[Referring expression pointing data]
####################

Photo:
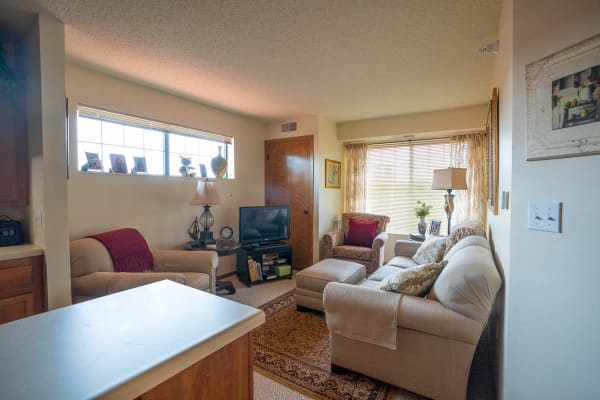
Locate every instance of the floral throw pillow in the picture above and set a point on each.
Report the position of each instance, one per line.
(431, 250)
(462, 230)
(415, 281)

####################

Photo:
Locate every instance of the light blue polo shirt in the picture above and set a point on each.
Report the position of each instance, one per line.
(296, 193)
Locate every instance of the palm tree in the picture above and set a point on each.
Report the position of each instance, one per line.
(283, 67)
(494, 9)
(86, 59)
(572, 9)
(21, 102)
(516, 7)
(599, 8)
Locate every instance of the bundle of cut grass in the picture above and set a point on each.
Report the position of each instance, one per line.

####################

• [DIRECTIONS FOR THIS TASK]: Only the lines above that hold "Locate" are wanted. Show every one of them.

• [SOLUTION TO THIS PROBLEM]:
Locate every instance of the floral throw pillow in the picture above and set a point on each.
Locate every instance of the light blue polo shirt in the picture above and set a point on each.
Locate every instance of the palm tree in the picture above and set a point on each.
Locate every instance of the bundle of cut grass in the picture above and set a point on each.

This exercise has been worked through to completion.